▶ _GIVEN RECORDS_
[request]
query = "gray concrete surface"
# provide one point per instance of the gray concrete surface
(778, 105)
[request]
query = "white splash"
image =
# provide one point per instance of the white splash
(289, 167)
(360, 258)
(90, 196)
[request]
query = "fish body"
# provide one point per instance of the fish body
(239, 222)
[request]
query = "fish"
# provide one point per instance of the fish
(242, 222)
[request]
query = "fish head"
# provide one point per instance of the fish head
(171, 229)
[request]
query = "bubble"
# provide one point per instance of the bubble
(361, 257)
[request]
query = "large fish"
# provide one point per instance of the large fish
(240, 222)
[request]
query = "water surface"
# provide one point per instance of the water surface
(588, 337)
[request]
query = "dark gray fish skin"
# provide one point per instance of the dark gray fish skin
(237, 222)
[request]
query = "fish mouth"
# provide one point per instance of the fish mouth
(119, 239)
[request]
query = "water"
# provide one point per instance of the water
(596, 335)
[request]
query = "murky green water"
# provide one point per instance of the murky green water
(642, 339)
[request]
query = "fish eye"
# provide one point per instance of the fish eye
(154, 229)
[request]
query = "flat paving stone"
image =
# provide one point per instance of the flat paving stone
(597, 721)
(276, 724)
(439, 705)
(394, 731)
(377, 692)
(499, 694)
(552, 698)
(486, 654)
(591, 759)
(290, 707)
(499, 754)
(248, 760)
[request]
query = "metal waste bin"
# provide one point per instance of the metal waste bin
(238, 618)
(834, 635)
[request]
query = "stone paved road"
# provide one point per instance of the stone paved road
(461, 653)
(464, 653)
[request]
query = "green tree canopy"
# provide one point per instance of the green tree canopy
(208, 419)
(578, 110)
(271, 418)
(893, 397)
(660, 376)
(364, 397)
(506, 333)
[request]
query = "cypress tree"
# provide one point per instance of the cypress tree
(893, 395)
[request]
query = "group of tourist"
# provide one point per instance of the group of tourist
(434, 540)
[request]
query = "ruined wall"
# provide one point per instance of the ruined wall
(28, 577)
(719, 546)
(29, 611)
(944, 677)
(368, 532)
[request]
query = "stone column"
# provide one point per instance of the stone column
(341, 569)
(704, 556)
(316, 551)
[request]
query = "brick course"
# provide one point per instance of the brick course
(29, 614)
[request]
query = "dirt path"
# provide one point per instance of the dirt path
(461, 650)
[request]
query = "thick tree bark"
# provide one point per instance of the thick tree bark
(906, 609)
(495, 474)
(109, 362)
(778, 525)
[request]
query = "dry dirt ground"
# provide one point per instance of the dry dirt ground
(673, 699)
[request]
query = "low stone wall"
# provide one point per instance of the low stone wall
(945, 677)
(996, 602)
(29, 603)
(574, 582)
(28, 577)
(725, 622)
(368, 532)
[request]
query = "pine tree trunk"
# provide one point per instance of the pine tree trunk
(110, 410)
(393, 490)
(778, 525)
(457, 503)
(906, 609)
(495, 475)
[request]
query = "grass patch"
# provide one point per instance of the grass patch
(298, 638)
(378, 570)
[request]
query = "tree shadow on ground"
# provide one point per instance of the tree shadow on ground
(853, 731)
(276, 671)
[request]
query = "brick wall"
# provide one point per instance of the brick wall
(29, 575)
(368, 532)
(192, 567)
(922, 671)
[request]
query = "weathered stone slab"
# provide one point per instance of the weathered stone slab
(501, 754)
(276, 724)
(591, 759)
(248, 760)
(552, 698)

▶ _YOUR GOAL_
Give all the entries again exactly; leave none out.

▶ _RESPONSE TO THIS TASK_
[request]
query = "gray concrete surface"
# provide one point per instance of the gray concrete surface
(778, 105)
[request]
query = "white splash"
image =
# provide one point per instance of the white splash
(289, 167)
(360, 258)
(90, 196)
[request]
query = "fish body"
# provide one point per instance of the fish body
(239, 222)
[request]
query = "fish"
# provide one point per instance of the fish
(242, 222)
[request]
query = "fish head"
# provide one point per instance of the fish head
(171, 229)
[request]
query = "bubble"
# provide one point per instance of the bubble
(361, 257)
[request]
query = "large fish"
# provide one point per instance of the large fish
(240, 222)
[request]
query = "water surface"
# provide one point per instance of the water surface
(588, 337)
[request]
query = "dark gray fish skin"
# provide one point per instance of the dark gray fish skin
(237, 222)
[request]
query = "fish mouth"
# provide one point per instance of the fish mouth
(119, 239)
[request]
query = "water"
# provide one point per instance of the water
(596, 335)
[request]
query = "murky green water"
# provide one point per instance of the murky green water
(642, 339)
[request]
query = "fish eye"
# provide one point per instance of the fish eye
(154, 229)
[request]
query = "flat paving stone"
image =
# provide one point per instance of the flat paving stone
(597, 721)
(276, 724)
(439, 705)
(394, 731)
(377, 692)
(499, 694)
(552, 698)
(486, 654)
(591, 759)
(290, 707)
(499, 754)
(248, 760)
[request]
query = "metal waste bin"
# provide one point per instance of the metal waste bin
(238, 618)
(834, 635)
[request]
query = "stone paved road"
# provide one point per instance of the stone paved road
(461, 653)
(464, 653)
[request]
query = "green tree canopy"
# provide one point per instance of the green tree canopy
(208, 419)
(578, 110)
(271, 418)
(893, 397)
(660, 376)
(364, 397)
(506, 333)
[request]
query = "cypress tree"
# provide one point per instance of the cypress tree
(893, 395)
[request]
query = "group of tourist"
# provide one point per instance of the group of tourist
(434, 540)
[request]
query = "ruined wall"
# provide one point per instance of the ruined wall
(28, 577)
(719, 546)
(29, 611)
(944, 677)
(368, 532)
[request]
query = "stone column"
# provide one point per instance of the stone column
(341, 569)
(704, 556)
(316, 551)
[request]
query = "brick course"
# provide one point per instance of the brick course
(29, 614)
[request]
query = "dirt path"
# provide one point per instance of the dirt path
(461, 650)
[request]
query = "thick tree bark"
# provide one point per instance of the thick tree bark
(906, 609)
(495, 474)
(109, 362)
(778, 525)
[request]
query = "dry dirt ground"
# provide one point per instance of the dry dirt ground
(673, 699)
[request]
query = "low stone wall"
# provide one point per instance of the low stone wall
(945, 677)
(996, 602)
(29, 603)
(574, 582)
(28, 577)
(725, 622)
(368, 532)
[request]
query = "pine tree trunk"
# provide one point per instance of the pine tree trunk
(110, 410)
(393, 490)
(778, 525)
(457, 503)
(906, 609)
(495, 475)
[request]
query = "grass patch"
# provide one point per instance of the grass patch
(298, 638)
(378, 570)
[request]
query = "tree shadow on ground"
# provide one point per instance of the tree shadow on ground
(853, 731)
(276, 671)
[request]
query = "brick wall"
# provide one point per instance of the brick wall
(29, 575)
(368, 532)
(192, 567)
(922, 671)
[request]
query = "weathered stone slab"
# provide one point per instance of the weathered stone slab
(501, 754)
(276, 724)
(591, 759)
(248, 760)
(552, 698)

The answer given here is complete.